Entries taken from a collection
************

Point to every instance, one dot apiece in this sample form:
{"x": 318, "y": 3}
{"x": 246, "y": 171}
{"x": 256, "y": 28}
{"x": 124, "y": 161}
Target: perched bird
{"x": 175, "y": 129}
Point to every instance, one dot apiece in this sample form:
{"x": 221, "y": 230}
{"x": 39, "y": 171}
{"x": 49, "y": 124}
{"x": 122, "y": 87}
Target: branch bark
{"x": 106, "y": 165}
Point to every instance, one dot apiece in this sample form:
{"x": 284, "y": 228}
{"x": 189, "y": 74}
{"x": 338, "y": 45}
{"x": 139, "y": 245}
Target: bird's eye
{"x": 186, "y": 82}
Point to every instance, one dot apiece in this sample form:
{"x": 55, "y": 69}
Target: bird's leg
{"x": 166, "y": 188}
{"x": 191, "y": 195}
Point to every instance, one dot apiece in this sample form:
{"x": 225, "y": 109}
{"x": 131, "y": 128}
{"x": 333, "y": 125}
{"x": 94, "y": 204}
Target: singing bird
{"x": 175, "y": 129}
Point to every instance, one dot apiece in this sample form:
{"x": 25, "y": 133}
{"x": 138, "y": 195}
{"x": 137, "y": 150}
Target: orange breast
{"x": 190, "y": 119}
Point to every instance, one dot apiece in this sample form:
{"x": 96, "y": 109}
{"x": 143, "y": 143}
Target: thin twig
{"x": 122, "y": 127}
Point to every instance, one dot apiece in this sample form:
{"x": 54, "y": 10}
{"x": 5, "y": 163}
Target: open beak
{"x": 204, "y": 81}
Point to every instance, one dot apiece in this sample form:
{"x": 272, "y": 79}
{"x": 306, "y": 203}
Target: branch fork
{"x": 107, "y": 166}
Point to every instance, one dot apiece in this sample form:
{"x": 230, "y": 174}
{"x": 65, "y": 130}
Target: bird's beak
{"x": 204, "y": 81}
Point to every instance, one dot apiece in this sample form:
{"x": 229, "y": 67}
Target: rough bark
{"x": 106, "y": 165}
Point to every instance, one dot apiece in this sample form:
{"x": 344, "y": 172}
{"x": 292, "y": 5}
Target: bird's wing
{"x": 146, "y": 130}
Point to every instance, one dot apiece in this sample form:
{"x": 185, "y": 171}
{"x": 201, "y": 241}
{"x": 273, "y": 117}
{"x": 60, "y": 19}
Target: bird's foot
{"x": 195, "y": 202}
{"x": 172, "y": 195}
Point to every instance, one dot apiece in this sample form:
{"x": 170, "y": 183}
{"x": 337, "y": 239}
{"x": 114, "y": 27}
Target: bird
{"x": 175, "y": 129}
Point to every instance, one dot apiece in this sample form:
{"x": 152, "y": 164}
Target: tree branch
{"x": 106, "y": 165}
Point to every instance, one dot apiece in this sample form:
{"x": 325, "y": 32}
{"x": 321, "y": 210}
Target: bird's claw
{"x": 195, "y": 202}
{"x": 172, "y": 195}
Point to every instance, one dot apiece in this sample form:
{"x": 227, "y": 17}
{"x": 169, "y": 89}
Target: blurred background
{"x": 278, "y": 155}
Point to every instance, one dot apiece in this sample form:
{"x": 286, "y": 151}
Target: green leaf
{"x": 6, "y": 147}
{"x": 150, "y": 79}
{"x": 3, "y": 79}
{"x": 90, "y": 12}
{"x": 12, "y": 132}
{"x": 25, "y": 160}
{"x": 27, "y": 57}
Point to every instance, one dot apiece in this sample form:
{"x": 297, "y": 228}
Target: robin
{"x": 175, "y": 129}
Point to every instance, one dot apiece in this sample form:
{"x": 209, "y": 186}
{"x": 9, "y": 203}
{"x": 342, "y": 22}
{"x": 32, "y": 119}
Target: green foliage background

************

=== Exercise prompt ===
All of the data above should be reproduced verbatim.

=== Response below ===
Point to every instance, one dot apiece in this sample form:
{"x": 318, "y": 3}
{"x": 246, "y": 171}
{"x": 256, "y": 28}
{"x": 124, "y": 161}
Target: perched bird
{"x": 175, "y": 129}
Point to every instance, one dot apiece in this sample form:
{"x": 221, "y": 230}
{"x": 39, "y": 171}
{"x": 49, "y": 124}
{"x": 122, "y": 87}
Target: branch bark
{"x": 106, "y": 165}
Point to every instance, one dot apiece in this sample form:
{"x": 284, "y": 228}
{"x": 189, "y": 74}
{"x": 338, "y": 45}
{"x": 139, "y": 245}
Target: bird's eye
{"x": 186, "y": 82}
Point to every instance, one dot apiece in this sample form:
{"x": 55, "y": 69}
Target: bird's leg
{"x": 166, "y": 188}
{"x": 191, "y": 195}
Point to every instance, one dot apiece in this sample form:
{"x": 225, "y": 109}
{"x": 131, "y": 128}
{"x": 333, "y": 125}
{"x": 94, "y": 204}
Target: singing bird
{"x": 175, "y": 129}
Point to every instance, one dot apiece in this sample form:
{"x": 25, "y": 133}
{"x": 138, "y": 195}
{"x": 137, "y": 150}
Target: orange breast
{"x": 190, "y": 119}
Point to every instance, one dot apiece in this sample form:
{"x": 96, "y": 109}
{"x": 143, "y": 143}
Target: thin twig
{"x": 122, "y": 127}
Point to every instance, one dot apiece in this sample form:
{"x": 54, "y": 10}
{"x": 5, "y": 163}
Target: open beak
{"x": 204, "y": 81}
Point to every instance, one dot apiece in this sample form:
{"x": 272, "y": 79}
{"x": 306, "y": 203}
Target: branch fork
{"x": 107, "y": 166}
Point to every instance, one dot apiece in this sample form:
{"x": 230, "y": 174}
{"x": 65, "y": 130}
Target: bird's beak
{"x": 204, "y": 81}
Point to every instance, one dot apiece in this sample form:
{"x": 229, "y": 67}
Target: rough bark
{"x": 106, "y": 165}
Point to every instance, one dot apiece in this sample form:
{"x": 344, "y": 172}
{"x": 292, "y": 5}
Target: bird's wing
{"x": 146, "y": 130}
Point to every instance, one dot apiece in this sample form:
{"x": 185, "y": 171}
{"x": 201, "y": 241}
{"x": 273, "y": 117}
{"x": 60, "y": 19}
Target: bird's foot
{"x": 195, "y": 202}
{"x": 172, "y": 195}
Point to every instance, one dot apiece in this sample form:
{"x": 170, "y": 183}
{"x": 337, "y": 239}
{"x": 114, "y": 27}
Target: bird
{"x": 175, "y": 129}
Point to every instance, one dot apiece in this sample form:
{"x": 152, "y": 164}
Target: tree branch
{"x": 106, "y": 165}
Point to every instance, one dot apiece in this sample form:
{"x": 325, "y": 32}
{"x": 321, "y": 210}
Target: bird's claw
{"x": 195, "y": 202}
{"x": 172, "y": 195}
Point to every instance, one dot apiece in this sample form:
{"x": 227, "y": 17}
{"x": 169, "y": 89}
Target: blurred background
{"x": 278, "y": 155}
Point to every instance, one dot apiece in this sample form:
{"x": 286, "y": 151}
Target: green leaf
{"x": 6, "y": 147}
{"x": 150, "y": 79}
{"x": 3, "y": 79}
{"x": 90, "y": 12}
{"x": 12, "y": 132}
{"x": 25, "y": 160}
{"x": 27, "y": 57}
Point to every instance, one dot apiece in this sample form:
{"x": 297, "y": 228}
Target: robin
{"x": 175, "y": 129}
Point to every instance, one dot apiece in this sample form:
{"x": 209, "y": 186}
{"x": 9, "y": 203}
{"x": 342, "y": 22}
{"x": 32, "y": 119}
Target: green foliage background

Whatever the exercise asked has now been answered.